- _Required actions_
1. Translate this sentence from the Mahout thread below into German: "We have downloaded and parsed the latest DMOZ snapshot."
2. In the Mahout thread below, what is the name of the common file format for large TSP benchmarks?

I'll do the TSP part, but it may take some time because I'm a bit busy (PhD's 
administrative stuff).

There are many available large TSP benchmarks, and it seems that there is a 
common file format for them TSPLIB 
(http://www.informatik.uni-heidelberg.de/groups/comopt/software/TSPLIB95/DOC.PS).
 So the TSP example should be modified to load those benchmark files.

I have a question about EC2 : can you run Java Swing programs and see the GUI 
because the TSP example has a Swing GUI, or should we should make a console 
version of the example ?

--- En date de : Ven 19.9.08, Grant Ingersoll <[EMAIL PROTECTED]> a écrit :

> De: Grant Ingersoll <[EMAIL PROTECTED]>
> Objet: Mahout on EC2
> À: mahout-dev@lucene.apache.org
> Date: Vendredi 19 Septembre 2008, 17h18
> Amazon has generously donated some credits, so I plan on
> putting  
> Mahout up and doing some testing.  Was wondering if people
> had  
> suggestions on things they would like to see from Mahout. 
> For  
> starters, I'm going to put up a public image containing
> 0.1 when it's  
> ready, but I'd also like to wiki up some examples. 
> I.e. go here, get  
> this data, put it in this format and then do X.  We have
> some simple  
> examples, but I think it would be cool to show how to do
> something a  
> bit more complex, like maybe classify web pages according
> to DMOZ or  
> to cluster on stuff, or maybe put in a large traveling
> salesman  
> problem using the GA stuff Deneche did.
> 
> Thoughts?  Anyone else interested in setting up some use
> cases?
> 
> -Grant

Re: Mahout on EC2

2008-09-19 Thread Grant Ingersoll


+1

More inline.

On Sep 19, 2008, at 12:42 PM, Julien Nioche wrote:


Hi,

I am currently working on the classification of pages according to  
DMOZ :-)
I have been planning to give Mahout a serious try but never managed  
to do it

so that could be a good opportunity to do that.

We have downloaded and parsed the latest DMOZ snapshot. Everything is
currently stored in a DB, we have the following fields for each  
document:

- URL
- category (level 1 from DMOZ)
- content
- title
- description (taken from the HTML meta tags)
- keywords (taken from the HTML meta tags)
- status (unavailable|fetched)

We are using our own API to convert the information for each  
document into a
vector with a choice of which weighting scheme to use (tf-idf,  
frequency,
etc...). The weighting takes the fields into account i.e. if using  
tf.idf
the weight of a given term takes into account its frequency in this  
specific

field (say title).

- _The data_
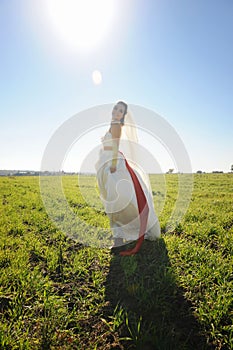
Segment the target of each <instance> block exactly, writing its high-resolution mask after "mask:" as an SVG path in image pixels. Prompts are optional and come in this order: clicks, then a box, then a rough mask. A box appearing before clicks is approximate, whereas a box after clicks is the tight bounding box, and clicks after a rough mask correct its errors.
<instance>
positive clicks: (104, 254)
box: [0, 174, 233, 350]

- _Solutions per task_
1. Wir haben den neuesten DMOZ-Snapshot heruntergeladen und geparst.

2. TSPLIB.